Text for analysis:
Early implementations of 10BASE-T1L will likely be hybrid equipment that supports both a legacy interface, such as 4 mA to 20 mA, and the new Industrial Ethernet physical layer.

Success with 10BASE-T1L

Analog Devices, Inc. (ADI) will play an integral role in many customers’ adoption of Industry 4.0 technologies. Our experience suggests that two critical factors will determine whether a 10BASE-T1L project is successful:

• A focus on data
• Network security

Once engaged in the operational details of a 10BASE-T1L roll-out, engineers can easily lose sight of the reason for implementing it to lift the veil on the operation of endpoints, such as sensors, and feed rich streams of data from them to enterprise-level data analytics engines.

It follows that the biggest risk to the success of a 10BASE-T1L project is not at the endpoints themselves, or at the physical infrastructure; the problem is most often at the back end, when inadequate provision is made for handling and using the datasets coming from the newly connected endpoints.

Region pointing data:
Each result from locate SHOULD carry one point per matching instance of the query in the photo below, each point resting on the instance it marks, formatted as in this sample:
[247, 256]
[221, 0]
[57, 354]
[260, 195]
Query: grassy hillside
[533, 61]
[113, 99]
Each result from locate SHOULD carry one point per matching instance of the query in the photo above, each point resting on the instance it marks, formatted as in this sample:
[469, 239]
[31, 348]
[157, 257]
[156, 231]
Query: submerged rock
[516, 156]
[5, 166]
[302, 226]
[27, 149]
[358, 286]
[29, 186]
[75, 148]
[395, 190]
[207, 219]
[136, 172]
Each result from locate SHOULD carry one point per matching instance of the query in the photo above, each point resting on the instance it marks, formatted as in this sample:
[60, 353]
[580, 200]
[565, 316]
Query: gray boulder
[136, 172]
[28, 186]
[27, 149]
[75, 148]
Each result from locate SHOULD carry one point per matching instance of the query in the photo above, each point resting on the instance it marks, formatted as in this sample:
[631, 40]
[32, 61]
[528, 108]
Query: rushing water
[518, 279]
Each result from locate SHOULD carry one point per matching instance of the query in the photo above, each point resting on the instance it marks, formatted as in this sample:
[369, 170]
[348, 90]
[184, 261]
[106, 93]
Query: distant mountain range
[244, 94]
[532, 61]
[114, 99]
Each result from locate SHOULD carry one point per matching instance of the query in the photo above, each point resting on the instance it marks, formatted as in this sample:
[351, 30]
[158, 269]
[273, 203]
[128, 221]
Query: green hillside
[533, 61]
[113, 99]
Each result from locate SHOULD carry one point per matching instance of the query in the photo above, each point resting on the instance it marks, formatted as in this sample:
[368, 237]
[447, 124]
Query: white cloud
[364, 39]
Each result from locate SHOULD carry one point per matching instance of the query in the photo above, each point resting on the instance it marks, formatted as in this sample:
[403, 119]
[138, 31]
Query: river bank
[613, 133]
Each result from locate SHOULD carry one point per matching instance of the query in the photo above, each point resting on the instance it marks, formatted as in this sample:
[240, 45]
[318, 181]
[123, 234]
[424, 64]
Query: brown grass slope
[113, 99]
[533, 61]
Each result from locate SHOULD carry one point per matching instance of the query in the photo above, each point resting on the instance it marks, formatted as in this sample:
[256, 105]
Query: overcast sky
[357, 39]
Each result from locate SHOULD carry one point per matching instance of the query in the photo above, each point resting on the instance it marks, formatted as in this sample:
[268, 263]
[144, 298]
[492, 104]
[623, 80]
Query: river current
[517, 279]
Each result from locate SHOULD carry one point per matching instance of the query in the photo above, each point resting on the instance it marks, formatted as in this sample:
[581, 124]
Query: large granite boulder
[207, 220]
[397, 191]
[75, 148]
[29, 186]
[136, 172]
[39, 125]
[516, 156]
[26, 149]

Task item: Can you write out the full 10BASE-T1L passage from above, word for word?

Task result:
Early implementations of 10BASE-T1L will likely be hybrid equipment that supports both a legacy interface, such as 4 mA to 20 mA, and the new Industrial Ethernet physical layer.

Success with 10BASE-T1L

Analog Devices, Inc. (ADI) will play an integral role in many customers’ adoption of Industry 4.0 technologies. Our experience suggests that two critical factors will determine whether a 10BASE-T1L project is successful:

• A focus on data
• Network security

Once engaged in the operational details of a 10BASE-T1L roll-out, engineers can easily lose sight of the reason for implementing it to lift the veil on the operation of endpoints, such as sensors, and feed rich streams of data from them to enterprise-level data analytics engines.

It follows that the biggest risk to the success of a 10BASE-T1L project is not at the endpoints themselves, or at the physical infrastructure; the problem is most often at the back end, when inadequate provision is made for handling and using the datasets coming from the newly connected endpoints.